--- START ---

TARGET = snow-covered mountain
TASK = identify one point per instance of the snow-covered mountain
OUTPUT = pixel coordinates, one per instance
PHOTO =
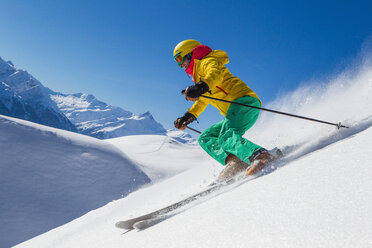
(22, 96)
(319, 195)
(50, 176)
(95, 118)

--- END ---

» GOAL: Pull every line of text from the data above and repeat it unchanged. Leave out the pictures.

» RESPONSE TO THIS TASK:
TARGET = snow-covered mountain
TASK = identify one point per instance of the snow-covered mountain
OUTPUT = pixel coordinates, one per instance
PHOTO =
(22, 96)
(319, 195)
(50, 176)
(95, 118)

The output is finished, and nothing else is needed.